**EXTRACT TO READ**
==========
Stock Market Fears & Forever QE; the Program that never stops giving

Stock Market Fear

Stock Market Fears Culled With the Help of Forever QE

We are entering a new paradigm; get used to forever QE, though it will be given other names along the journey to make it appear more palatable. The US and by default worldwide debt is set to soar to preposterous levels; get used to it and embrace this fact for nothing has changed since we got off the Gold standard and nothing will change until the system collapses, though waiting for that day might prove to be fatal as the masses are completely asleep.

If a national debt of almost $22 trillion is shocking to some; imagine how they will feel when the debt soars to $100 trillion. Many might say no way in hell that is going to come to pass.  Take a look at the national debt numbers in the early 1900s. Go back to 1900 and then fast forward to the present.  Once upon a time, our national debt was less than 1 million USD.
==========
**ITEMS**
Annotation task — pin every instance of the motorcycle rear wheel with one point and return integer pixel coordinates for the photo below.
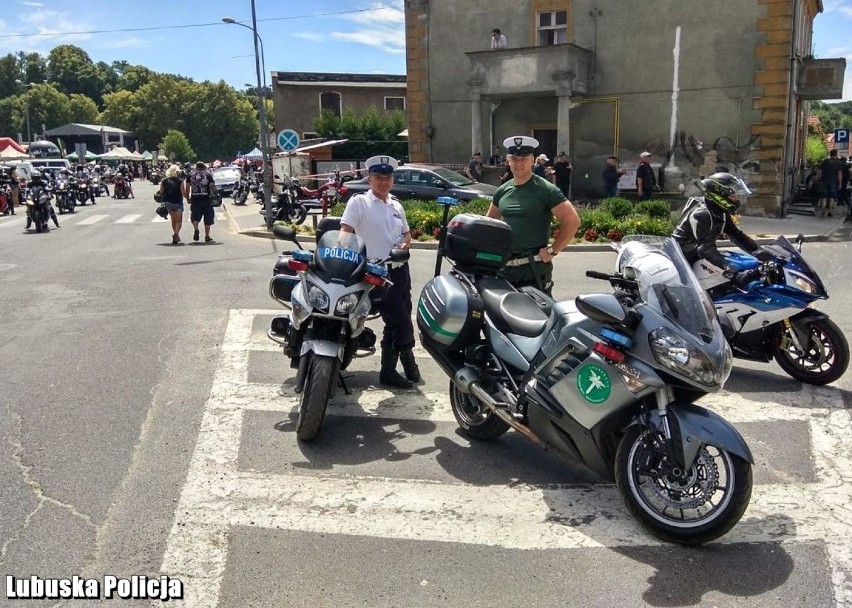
(474, 419)
(826, 357)
(697, 508)
(319, 380)
(296, 214)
==========
**GOAL**
What figure does the article on stock market fears and forever QE give for the current national debt?

**RESPONSE TO THE TASK**
Almost $22 trillion.